§ **WHAT THE TASK REQUIRES**
Images are excluded; otherwise, output every record exactly.

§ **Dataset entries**
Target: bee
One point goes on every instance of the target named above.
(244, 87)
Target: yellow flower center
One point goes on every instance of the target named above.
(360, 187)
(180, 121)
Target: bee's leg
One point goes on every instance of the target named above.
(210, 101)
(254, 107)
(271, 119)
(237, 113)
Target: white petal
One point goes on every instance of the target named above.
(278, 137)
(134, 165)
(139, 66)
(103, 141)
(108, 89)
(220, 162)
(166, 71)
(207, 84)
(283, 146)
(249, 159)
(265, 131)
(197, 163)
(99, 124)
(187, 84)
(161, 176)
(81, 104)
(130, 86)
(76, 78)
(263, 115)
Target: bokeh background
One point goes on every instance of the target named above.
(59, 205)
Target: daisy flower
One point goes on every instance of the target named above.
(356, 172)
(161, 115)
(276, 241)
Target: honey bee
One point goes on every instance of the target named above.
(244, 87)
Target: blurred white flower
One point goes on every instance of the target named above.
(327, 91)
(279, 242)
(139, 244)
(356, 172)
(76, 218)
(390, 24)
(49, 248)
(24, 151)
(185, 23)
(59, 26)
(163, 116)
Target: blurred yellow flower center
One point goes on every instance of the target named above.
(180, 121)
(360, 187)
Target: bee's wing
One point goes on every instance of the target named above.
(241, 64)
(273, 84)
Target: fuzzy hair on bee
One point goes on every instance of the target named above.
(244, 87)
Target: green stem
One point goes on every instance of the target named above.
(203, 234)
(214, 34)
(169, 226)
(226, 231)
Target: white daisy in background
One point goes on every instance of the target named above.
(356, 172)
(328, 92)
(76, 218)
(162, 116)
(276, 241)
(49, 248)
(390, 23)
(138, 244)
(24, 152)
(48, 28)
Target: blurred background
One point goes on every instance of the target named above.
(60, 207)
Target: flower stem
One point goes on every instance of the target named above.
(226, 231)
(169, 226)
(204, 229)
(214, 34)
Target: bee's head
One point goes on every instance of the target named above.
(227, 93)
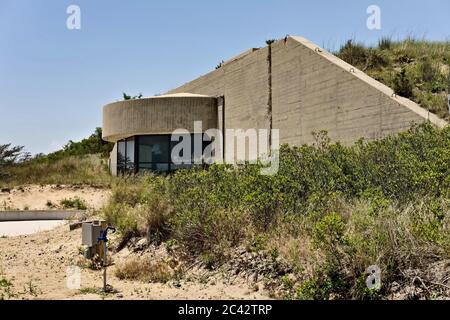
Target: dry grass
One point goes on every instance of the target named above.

§ **WRITTEN RESPONSE**
Target: bee
One point goes on every instance of the target named above.
(244, 87)
Target: yellow flower center
One point goes on every instance of the target named above.
(360, 187)
(180, 121)
Target: bee's leg
One point goes on every instance of the target named above.
(210, 101)
(254, 107)
(271, 119)
(237, 113)
Target: white petal
One point goes on every instance of the target named above.
(278, 137)
(134, 165)
(139, 66)
(103, 141)
(108, 89)
(220, 162)
(166, 71)
(207, 84)
(283, 146)
(249, 159)
(265, 131)
(197, 163)
(99, 124)
(187, 84)
(161, 176)
(81, 104)
(130, 86)
(76, 78)
(263, 115)
Target: bokeh background
One point goes on every instance of the target named above.
(59, 205)
Target: daisy flower
One point goes on every instance of the target named above.
(356, 172)
(161, 115)
(276, 241)
Target: honey bee
One point goes on every instance of the target named above.
(244, 87)
Target: blurred white flower
One point goes on every instance of the target named above.
(327, 91)
(279, 242)
(139, 244)
(356, 172)
(76, 218)
(390, 24)
(49, 248)
(24, 151)
(185, 23)
(59, 26)
(163, 116)
Target: blurred yellow flower center
One point goes on every instance of the target named above.
(180, 121)
(360, 187)
Target: bee's wing
One point goes on every instance of the target named above.
(241, 64)
(273, 84)
Target: fuzzy hair on bee
One point goes on every instance of the target named above.
(244, 87)
Target: green stem
One point goes on every instance of the target named above.
(203, 234)
(214, 34)
(169, 226)
(226, 231)
Target: white daisy in background
One point goes on every instance of the target named above.
(356, 172)
(328, 92)
(76, 218)
(162, 116)
(276, 241)
(49, 248)
(390, 23)
(138, 244)
(24, 152)
(48, 28)
Target: blurred background
One point goes on every instance of the target named above.
(60, 207)
Target: flower stem
One point goes on every instance of the target named above.
(226, 231)
(169, 226)
(204, 229)
(214, 34)
Target: bee's head
One point goes on every instance of the target named above.
(227, 93)
Target: dry grass
One point goes on every instance of the target named above.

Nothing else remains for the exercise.